Work request
Output every record word for word.

** Source data follows **

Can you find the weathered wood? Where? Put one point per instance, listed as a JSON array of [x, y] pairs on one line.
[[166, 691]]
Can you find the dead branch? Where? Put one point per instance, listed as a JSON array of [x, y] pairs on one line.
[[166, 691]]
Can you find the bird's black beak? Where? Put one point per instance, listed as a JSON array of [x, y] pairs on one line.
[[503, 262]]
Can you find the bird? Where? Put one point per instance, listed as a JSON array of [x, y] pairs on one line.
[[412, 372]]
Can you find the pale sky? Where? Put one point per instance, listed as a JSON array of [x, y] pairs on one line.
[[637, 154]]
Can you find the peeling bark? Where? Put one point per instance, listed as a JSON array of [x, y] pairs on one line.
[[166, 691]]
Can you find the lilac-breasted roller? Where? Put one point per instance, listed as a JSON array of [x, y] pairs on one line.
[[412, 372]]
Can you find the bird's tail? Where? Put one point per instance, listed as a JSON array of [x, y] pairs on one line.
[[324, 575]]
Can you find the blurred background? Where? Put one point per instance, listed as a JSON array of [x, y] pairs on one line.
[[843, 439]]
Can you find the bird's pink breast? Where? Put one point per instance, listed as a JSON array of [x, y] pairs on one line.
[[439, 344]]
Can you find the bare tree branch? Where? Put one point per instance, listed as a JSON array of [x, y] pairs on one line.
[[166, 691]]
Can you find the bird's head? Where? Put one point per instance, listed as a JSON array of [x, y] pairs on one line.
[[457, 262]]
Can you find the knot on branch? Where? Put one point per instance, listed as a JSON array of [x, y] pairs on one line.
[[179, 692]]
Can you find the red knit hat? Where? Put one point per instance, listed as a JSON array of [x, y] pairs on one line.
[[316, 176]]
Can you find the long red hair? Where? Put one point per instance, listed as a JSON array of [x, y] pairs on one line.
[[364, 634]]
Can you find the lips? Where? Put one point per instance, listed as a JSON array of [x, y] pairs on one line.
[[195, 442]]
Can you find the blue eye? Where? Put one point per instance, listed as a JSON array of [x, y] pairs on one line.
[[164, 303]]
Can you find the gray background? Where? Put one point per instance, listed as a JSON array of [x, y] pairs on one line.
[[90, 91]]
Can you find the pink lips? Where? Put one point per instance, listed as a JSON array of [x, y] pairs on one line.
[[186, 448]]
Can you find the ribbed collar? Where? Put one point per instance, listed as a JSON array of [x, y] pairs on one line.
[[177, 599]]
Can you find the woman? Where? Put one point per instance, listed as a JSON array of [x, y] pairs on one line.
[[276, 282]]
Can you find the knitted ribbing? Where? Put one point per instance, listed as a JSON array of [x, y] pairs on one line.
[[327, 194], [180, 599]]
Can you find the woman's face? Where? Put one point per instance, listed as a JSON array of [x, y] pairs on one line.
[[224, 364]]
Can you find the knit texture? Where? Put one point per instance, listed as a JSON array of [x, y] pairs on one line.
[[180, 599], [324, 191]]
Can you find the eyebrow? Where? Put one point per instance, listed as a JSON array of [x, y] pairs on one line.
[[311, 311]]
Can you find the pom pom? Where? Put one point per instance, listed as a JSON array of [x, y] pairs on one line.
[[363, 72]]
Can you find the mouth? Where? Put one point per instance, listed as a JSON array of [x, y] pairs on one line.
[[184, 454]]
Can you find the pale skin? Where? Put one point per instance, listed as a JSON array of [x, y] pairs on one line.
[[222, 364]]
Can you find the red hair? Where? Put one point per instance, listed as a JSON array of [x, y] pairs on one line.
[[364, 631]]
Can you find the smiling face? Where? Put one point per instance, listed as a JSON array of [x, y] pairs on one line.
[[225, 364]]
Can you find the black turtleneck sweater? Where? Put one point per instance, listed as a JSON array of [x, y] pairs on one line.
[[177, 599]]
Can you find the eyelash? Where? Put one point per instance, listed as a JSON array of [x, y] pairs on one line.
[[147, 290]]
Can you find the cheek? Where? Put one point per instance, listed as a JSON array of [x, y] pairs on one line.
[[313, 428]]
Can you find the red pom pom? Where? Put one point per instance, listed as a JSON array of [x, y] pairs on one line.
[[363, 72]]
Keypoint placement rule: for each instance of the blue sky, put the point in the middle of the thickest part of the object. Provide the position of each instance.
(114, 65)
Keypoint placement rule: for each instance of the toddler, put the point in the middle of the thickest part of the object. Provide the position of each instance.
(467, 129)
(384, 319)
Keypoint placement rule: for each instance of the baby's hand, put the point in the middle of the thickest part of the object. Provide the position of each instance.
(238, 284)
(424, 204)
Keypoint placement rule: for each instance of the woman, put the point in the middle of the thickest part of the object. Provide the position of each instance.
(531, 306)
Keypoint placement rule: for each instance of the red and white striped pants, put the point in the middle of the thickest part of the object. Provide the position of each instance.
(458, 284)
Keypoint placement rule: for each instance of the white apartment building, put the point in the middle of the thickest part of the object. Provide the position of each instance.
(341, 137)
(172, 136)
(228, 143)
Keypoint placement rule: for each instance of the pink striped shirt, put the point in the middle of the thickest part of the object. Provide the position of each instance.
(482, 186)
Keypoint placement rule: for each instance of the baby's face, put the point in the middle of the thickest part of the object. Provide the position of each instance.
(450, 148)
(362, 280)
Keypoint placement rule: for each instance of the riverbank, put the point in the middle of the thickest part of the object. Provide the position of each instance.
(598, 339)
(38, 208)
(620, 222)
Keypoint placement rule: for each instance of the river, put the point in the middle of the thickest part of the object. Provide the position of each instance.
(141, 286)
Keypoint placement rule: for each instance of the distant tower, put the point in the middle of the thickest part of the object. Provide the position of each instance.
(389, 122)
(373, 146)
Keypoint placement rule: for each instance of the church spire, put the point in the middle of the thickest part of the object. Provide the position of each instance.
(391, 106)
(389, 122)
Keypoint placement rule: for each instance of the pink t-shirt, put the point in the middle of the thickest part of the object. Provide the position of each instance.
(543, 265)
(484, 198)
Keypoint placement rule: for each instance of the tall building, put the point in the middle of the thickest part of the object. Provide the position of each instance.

** End of Source data **

Task output
Can you find the weathered wood? Where? Put one point per instance, listed as a JSON array of [x, y] pairs on one line.
[[166, 691]]
Can you find the dead branch? Where? Put one point per instance, listed as a JSON array of [x, y] pairs on one line.
[[166, 691]]
Can you find the bird's black beak? Where? Put one point per instance, listed as a JSON array of [x, y] pairs on one line.
[[503, 262]]
Can you find the bird? Where? Put one point per instance, listed as a JSON array of [x, y] pairs on one line.
[[412, 372]]
Can you find the pale sky? Where? Put one point per instance, listed as a JSON array of [x, y] pairs on one line.
[[637, 154]]
Can you find the peeling bark? Where? Put one point per instance, listed as a JSON array of [x, y] pairs on one line.
[[166, 691]]
Can you find the lilac-breasted roller? Where? Put one point per instance, listed as a JSON array of [x, y] pairs on one line.
[[412, 372]]
Can you find the bird's tail? Where? Put one point per instance, listed as a JSON array of [x, y] pairs on one line.
[[324, 575]]
Can you find the blurred background? Where? Put one point per instance, listed as a JSON array of [x, y] pairs on one line.
[[843, 439]]
Can you find the bird's pink breast? Where? Put one point per instance, listed as a JSON array of [x, y] pairs on one line.
[[439, 344]]
Can you find the bare tree branch? Where? Put one point per instance, listed as a JSON array of [x, y] pairs on one line.
[[166, 691]]
Can you find the bird's head? Where? Put one point per instance, listed as a JSON array of [x, y] pairs on one line.
[[457, 262]]
Can you find the knot on branch? Where? Put one point per instance, listed as a JSON array of [x, y] pairs on one line.
[[179, 692]]
Can you find the red knit hat? Where? Put one point per instance, listed as a JSON array of [x, y] pairs on one line.
[[316, 176]]
Can you find the long red hair? Where? Put one point per instance, listed as a JSON array of [x, y] pairs on one line.
[[364, 634]]
Can you find the lips? Where? Put one point per instance, listed as a JSON array of [x, y] pairs on one line.
[[195, 442]]
Can you find the blue eye? Where? Put one point per instance, listed as a JSON array of [x, y] pairs on one line.
[[164, 303]]
Can you find the gray background? Where? Put one point per instance, listed as a JSON array of [x, y] pairs on one line.
[[90, 91]]
Can you find the pink lips? Where? Put one point per instance, listed as a JSON array of [x, y] pairs on one line.
[[186, 448]]
Can you find the ribbed collar? Where? Put one point per instance, listed as a JSON array of [x, y] pairs on one line.
[[177, 599]]
Can you find the woman? Where? Put one point per instance, listed as a JSON array of [x, y] pairs on one line.
[[276, 282]]
Can you find the knitted ribbing? Where? Put one point per instance, listed as a JSON array of [x, y] pairs on one line.
[[327, 194], [180, 599]]
Can you find the woman's face? Where? Put one point per instance, listed as a JSON array of [x, y] pairs on one line.
[[224, 364]]
Can you find the knit texture? Where? Put one point per instance, listed as a JSON array of [x, y] pairs on one line.
[[180, 599], [324, 191]]
Can you find the eyebrow? Where? Put one point per instance, listed as a JSON array of [x, y] pairs on one line.
[[311, 311]]
Can you find the pom pom? Where? Put one point per instance, listed as a JSON array of [x, y] pairs on one line.
[[363, 72]]
Can you find the mouth? Where? Put one point per instance, listed as a JSON array of [x, y] pairs on one line.
[[184, 454]]
Can you find the pale skin? Where? Put one point per instance, listed as a JSON array of [x, y] pairs on one line.
[[222, 364]]
Can you find the red hair? Where? Put one point per instance, listed as a JSON array of [x, y] pairs on one line.
[[364, 631]]
Can you find the smiling face? Where? Put one point per instance, listed as a JSON array of [x, y] pairs on one line.
[[225, 364]]
Can you find the black turtleneck sweater? Where? Put one point per instance, listed as a JSON array of [x, y] pairs on one line.
[[177, 599]]
Can you find the eyelash? Where? Put one point per instance, listed as a JSON array of [x, y] pairs on one line.
[[147, 290]]
Can you find the cheek? Where? Put one point per instance, listed as a JSON array of [x, y] pairs on one line.
[[313, 428]]
Can you find the red pom pom? Where? Put one point per instance, listed as a JSON array of [x, y] pairs on one line.
[[363, 72]]
Keypoint placement rule: for each instance of the blue sky, put the point in the middle of the thickest part of the object. Provide the position of each instance.
(114, 65)
Keypoint placement rule: for each instance of the toddler, put the point in the middle of the thickest part of the object. Provide the position of each instance.
(467, 129)
(384, 319)
Keypoint placement rule: for each instance of the baby's hand, put the point in the middle of the thickest part of the object. Provide the position of each instance.
(238, 284)
(424, 204)
Keypoint placement rule: for each instance of the woman, put the point in the middle of the thickest part of the object. Provide the position of each instance.
(531, 306)
Keypoint placement rule: for each instance of the red and white striped pants, put the point in the middle of the thickest part of the object. Provide the position of each instance.
(458, 284)
Keypoint placement rule: for each instance of the white apartment building, put the point in the middle of the thickest part of the object. Provide the position of each instance.
(341, 137)
(172, 136)
(228, 143)
Keypoint placement rule: for each instance of the pink striped shirt, put the point in the middle of the thickest part of the object. Provide the position of each instance.
(482, 186)
Keypoint placement rule: for each instance of the baby's face, put the point in the middle of the thickest part of the object. Provide the position of each instance.
(450, 148)
(362, 280)
Keypoint placement rule: for each instance of the riverbank, put the point in the middle of the thickest part of the object. Provide the position of each instance.
(598, 339)
(38, 208)
(620, 222)
Keypoint placement rule: for each instance of the river, put the point in the middle of the thickest part of the object. Provide the position of each instance.
(141, 286)
Keypoint placement rule: for each instance of the distant tower, put the point in the middle of the thickest part of the object. Provide the position of each instance.
(389, 122)
(373, 146)
Keypoint placement rule: for each instance of the church spire, put the point in the middle of the thickest part of the object. Provide the position of each instance.
(391, 106)
(389, 122)
Keypoint placement rule: for each instance of the pink t-shirt, put the point in the middle of the thickest part of the object. Provide the position of each instance.
(543, 265)
(484, 198)
Keypoint placement rule: for each instance of the tall building, put the point in the middle of the thickest part of the object. Provide the position of each instance.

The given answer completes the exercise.